* _Tasks to perform_:
a) Duplicate the passage of the Blue Wrap dress post starting with "Every two years" and going on through "make a dress.".
b) According to the Blue Wrap dress post, how long did it take to make each ball of yarn?
c) Resume the Blue Wrap dress post from its last line and continue writing it.

* _Text for analysis_:
BEGIN

Blue Wrap Sheath Dress

Sunday, July 13, 2014
Sustainable fashion – a knit sheath dress using recycled blue wrap (front view)

Every two years the Fashion Design and Merchandising Department at Framingham State University hosts a design competition to make garments and accessories by recycling "Blue Wrap". Blue Wrap is a highly durable polypropylene fabric that is used to wrap medical supplies and instruments. The event is held primarily for students, but faculty and staff are encouraged to contribute, to showcase their work. Last time, I experimented with making "yarn" from Blue Wrap, and I designed a knit purse, made with this yarn, that you can read about here. This year, I was thinking bigger, and I wanted to make a dress.

I chose to make a classic sheath dress, which seemed to me to have the perfect fashion silhouette. However, throughout the process, I strugged with myself to keep it simple. I repeatedly had to restrain the impulse to add cables, lacework or other embellishments -- just because I could -- rather than letting the textured knitting that was created with the Blue Wrap yarn speak for itself.

I do not draw well so I do not have sketches. However, in my mind I saw a sleeveless, close-fitting dress that accentuated the waist and tapered from the hips to the hemline. When everything was finished, it was one of the rare times that the design vision in my head was executed exactly as I had visualized it. The addition of cap sleeves was the only important deviation from the original inspiration.

Usually when I make an item, it is intended for a specific person. But in this case, because I had no idea who would need (or want) a dress made out of Blue Wrap, I fit the garment to a size 8 dress form. I also had NO idea how much Blue Wrap yarn the dress was going to require, so I cut, and I cut, ........ and I cut. 100g is frequently the amount supplied in a commercial skein of yarn. So it was an interesting coincidence to find that a sheet of Blue Wrap measuring 35" x 35" produced around the same 100g of yarn. It took 3 1/2 hours to make each ball of yarn, and I didn't feel secure about starting to knit until I had made nine of them.

Sustainable fashion – making yarn using recycled blue wrap (cutting blue wrap into yarn) Sustainable fashion – making yarn using recycled blue wrap (balls of blue wrap yarn)

I liked the knit fabric that was produced in my previous project, so I used the same needles. Just to verify that I would get the same gauge as I did last time, I worked a new sample. Once I had a new knit gauge sample and measurements from the dress form, I started to calculate and to knit. I have not written a pattern for the dress (and, as of now, I don't intend to) but here are the major design and shaping details:

  • The dress was knitted in one piece from the hem to the shoulder seams.
  • The dress has only one seam from the end of the zipper to the top of the slit at the center back.
  • There is a 4" slit at the back of the dress to help the tapered bottom of the dress to fit over the hips.
  • There is 0 ease -- the dress was knit to the measurements of the dress form.

END

* _Data records_:

BEGIN

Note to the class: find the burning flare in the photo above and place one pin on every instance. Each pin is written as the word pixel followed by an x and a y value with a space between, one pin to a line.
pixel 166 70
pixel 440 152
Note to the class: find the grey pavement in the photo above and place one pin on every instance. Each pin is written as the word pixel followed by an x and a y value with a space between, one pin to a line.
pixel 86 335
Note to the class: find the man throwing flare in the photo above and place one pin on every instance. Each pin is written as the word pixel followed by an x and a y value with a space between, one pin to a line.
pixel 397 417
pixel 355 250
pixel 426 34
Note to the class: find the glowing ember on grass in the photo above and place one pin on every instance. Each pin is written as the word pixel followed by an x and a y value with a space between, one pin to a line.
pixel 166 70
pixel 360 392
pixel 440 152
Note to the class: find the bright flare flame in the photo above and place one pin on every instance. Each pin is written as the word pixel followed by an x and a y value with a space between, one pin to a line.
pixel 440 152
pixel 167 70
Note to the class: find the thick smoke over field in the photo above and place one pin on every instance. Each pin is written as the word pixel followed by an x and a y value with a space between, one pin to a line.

END

* _Set of answers_:
a)
Every two years the Fashion Design and Merchandising Department at Framingham State University hosts a design competition to make garments and accessories by recycling "Blue Wrap". Blue Wrap is a highly durable polypropylene fabric that is used to wrap medical supplies and instruments. The event is held primarily for students, but faculty and staff are encouraged to contribute, to showcase their work. Last time, I experimented with making "yarn" from Blue Wrap, and I designed a knit purse, made with this yarn, that you can read about here. This year, I was thinking bigger, and I wanted to make a dress.

b) 3 1/2 hours

c)
  • I made a muslin mockup of the top right half of the dress to determine the neckline placement and it was at this point I changed my original idea of a sleeveless garment to one with a cap sleeve.
  • I took the knitting off of the needles and made fittings at three major junctions: the hips, the waist and the shoulders (just before grafting the shoulders together).
  • There is a 22" zipper hand sewn into the center back.

    Sustainable fashion – a knit sheath dress using surgical blue wrap (hip fitting) Sustainable fashion – a knit sheath dress using recycled blue wrap (waist fitting) Sustainable fashion – a knit sheath dress using recycled blue wrap (shoulder fitting)

    The knitting was fairly straightforward:

  • The entire dress is knitted in stockinette stitch. The yarn has tabs made by the fused ends of the Blue Wrap. Although I used these tabs as an embellishment on the purse, this time I chose to hide the tabs by pushing them through the fabric to the inside.
  • The shaping for the body of the dress was done in the side seams, with paired increases and decreases.
  • The front and back of the dress were grafted together at the shoulder seams.
  • The edge of the hem was finished with a row of single crochet. The neckline and sleeve edges were finished with a knit selvage edge.
  • The dress used up a little less than 400g of my Blue Wrap yarn supply, which was less than half of the amount that I had cut.

    People often ask me how much time an item took to make, and I rarely know the answer. The same was true of this Little Blue Wrap Dress. I am willing to design and redesign, to work and rework something until I am happy with the result, regardless of whether that takes 2, 20, 200 or 2000 hours.

    Sustainable fashion – a knit sheath dress using recycled blue wrap (front view) Sustainable fashion – a knit sheath dress using recycled blue wrap (side view) Sustainable fashion – a knit sheath dress using recycled blue wrap (back view)

    I love this Little Blue Wrap Dress. I may have to use the leftover yarn and knit one to my own measurements!